** Text to read **
————

The flexibility and ease that our approach gives us, allows us to experiment with different varieties of representation, and different techniques upon them. One possible solution to the difficulties that we have found is a *piecewise* analysis of the program. In areas of the code where the more accurate analysis can be performed, it can be used to propagate information to other program points. Where we are restricted in our choice of analysis we can use the other representation, and the techniques that apply to it. This combination produces a more accurate hull than either technique alone (as one widens results and the other is not applicable to the entire program).

**Usage of CLP** One analysis technique that we can easily experiment with is CLP. There is an interface to a CLP solver integrated into the tool-set. Our construction of the DSL means that all programs are forests of operations. Each tree is the expression for a single variable being assigned within the loop. The lack of dependencies between expressions means that we can treat each tree in the forest individually.

————

** Available data **
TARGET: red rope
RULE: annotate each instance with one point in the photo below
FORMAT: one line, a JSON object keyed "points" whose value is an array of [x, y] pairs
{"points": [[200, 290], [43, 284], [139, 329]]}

————

** What needs to be done **
Reproduce the text on piecewise program analysis word for word, from "The flexibility and" up to and including "the entire program).".

** Final answer **
The flexibility and ease that our approach gives us, allows us to experiment with different varieties of representation, and different techniques upon them. One possible solution to the difficulties that we have found is a *piecewise* analysis of the program. In areas of the code where the more accurate analysis can be performed, it can be used to propagate information to other program points. Where we are restricted in our choice of analysis we can use the other representation, and the techniques that apply to it. This combination produces a more accurate hull than either technique alone (as one widens results and the other is not applicable to the entire program).